Point placement records
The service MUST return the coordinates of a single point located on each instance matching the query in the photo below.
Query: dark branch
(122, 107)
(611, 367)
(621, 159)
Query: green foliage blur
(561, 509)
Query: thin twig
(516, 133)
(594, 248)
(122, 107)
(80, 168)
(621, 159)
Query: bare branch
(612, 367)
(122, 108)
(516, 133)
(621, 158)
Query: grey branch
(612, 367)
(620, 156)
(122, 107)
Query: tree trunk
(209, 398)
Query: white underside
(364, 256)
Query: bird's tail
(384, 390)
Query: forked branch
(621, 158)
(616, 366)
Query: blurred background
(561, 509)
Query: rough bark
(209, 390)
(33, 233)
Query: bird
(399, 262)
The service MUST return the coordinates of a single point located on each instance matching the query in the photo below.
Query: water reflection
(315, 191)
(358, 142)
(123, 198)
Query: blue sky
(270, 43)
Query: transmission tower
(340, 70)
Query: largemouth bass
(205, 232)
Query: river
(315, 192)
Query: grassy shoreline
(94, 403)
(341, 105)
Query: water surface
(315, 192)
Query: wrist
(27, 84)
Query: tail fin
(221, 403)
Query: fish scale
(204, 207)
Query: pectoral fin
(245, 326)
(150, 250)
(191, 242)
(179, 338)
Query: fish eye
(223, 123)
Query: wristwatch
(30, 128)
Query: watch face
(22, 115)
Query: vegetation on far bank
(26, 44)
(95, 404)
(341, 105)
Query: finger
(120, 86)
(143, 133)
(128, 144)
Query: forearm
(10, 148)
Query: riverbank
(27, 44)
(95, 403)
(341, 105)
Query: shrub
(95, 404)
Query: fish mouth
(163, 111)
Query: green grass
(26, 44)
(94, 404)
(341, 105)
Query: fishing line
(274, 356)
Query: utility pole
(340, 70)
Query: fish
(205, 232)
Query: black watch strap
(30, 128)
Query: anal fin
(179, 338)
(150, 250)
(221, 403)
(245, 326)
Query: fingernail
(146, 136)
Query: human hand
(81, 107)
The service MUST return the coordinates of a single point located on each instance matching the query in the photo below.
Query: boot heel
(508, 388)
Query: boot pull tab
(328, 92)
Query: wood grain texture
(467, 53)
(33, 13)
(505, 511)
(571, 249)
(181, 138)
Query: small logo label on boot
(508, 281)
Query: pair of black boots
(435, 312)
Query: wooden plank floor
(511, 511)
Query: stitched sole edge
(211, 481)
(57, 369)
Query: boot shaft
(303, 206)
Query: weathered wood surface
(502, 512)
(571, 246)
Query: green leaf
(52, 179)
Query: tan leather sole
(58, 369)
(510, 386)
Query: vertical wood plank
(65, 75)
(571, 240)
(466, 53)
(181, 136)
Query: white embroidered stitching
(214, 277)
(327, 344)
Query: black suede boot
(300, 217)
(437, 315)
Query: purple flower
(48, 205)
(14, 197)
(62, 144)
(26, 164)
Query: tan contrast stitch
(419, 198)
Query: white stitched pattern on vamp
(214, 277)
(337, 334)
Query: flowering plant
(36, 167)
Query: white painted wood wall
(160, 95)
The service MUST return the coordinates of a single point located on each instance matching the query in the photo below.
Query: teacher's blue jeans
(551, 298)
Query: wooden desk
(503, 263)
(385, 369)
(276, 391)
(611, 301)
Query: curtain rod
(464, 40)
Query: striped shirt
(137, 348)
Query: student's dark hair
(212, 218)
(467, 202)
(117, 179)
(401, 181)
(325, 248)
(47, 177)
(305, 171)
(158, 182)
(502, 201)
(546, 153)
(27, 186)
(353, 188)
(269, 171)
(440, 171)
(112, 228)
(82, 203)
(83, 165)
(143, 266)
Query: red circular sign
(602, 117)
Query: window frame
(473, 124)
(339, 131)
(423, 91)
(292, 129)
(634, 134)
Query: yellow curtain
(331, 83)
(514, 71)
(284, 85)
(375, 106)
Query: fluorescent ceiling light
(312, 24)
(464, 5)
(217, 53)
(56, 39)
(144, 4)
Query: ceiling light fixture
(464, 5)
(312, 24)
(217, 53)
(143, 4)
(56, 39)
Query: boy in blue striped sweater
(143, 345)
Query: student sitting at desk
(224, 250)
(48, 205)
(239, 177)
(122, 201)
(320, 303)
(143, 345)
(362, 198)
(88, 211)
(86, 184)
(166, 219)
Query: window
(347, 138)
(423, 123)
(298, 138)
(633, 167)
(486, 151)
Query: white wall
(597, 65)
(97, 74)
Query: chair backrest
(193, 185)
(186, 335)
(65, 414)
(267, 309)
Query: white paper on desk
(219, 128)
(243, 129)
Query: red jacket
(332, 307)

» **The exercise**:
Extract exactly the lines between the line containing "Query: student's dark hair" and the end of the data, including both.

» **Response to this task**:
Query: student's dark hair
(212, 218)
(467, 202)
(117, 179)
(401, 181)
(325, 248)
(47, 177)
(305, 171)
(158, 182)
(502, 201)
(546, 153)
(27, 186)
(353, 188)
(269, 171)
(440, 171)
(112, 228)
(82, 203)
(83, 165)
(143, 266)
Query: red circular sign
(602, 117)
Query: window frame
(473, 124)
(339, 131)
(423, 91)
(292, 129)
(634, 134)
Query: yellow curtain
(331, 83)
(514, 71)
(284, 85)
(375, 106)
Query: fluorescent ceiling light
(312, 24)
(464, 5)
(217, 53)
(56, 39)
(144, 4)
Query: ceiling light fixture
(464, 5)
(312, 24)
(217, 53)
(143, 4)
(56, 39)
Query: boy in blue striped sweater
(143, 345)
Query: student sitting at desk
(224, 250)
(48, 205)
(239, 177)
(122, 201)
(320, 303)
(143, 345)
(362, 198)
(88, 211)
(86, 184)
(166, 219)
Query: window
(347, 138)
(423, 123)
(298, 138)
(633, 167)
(486, 151)
Query: white wall
(597, 65)
(97, 74)
Query: chair backrest
(193, 185)
(186, 335)
(65, 414)
(267, 309)
Query: white paper on desk
(219, 128)
(243, 129)
Query: red jacket
(332, 307)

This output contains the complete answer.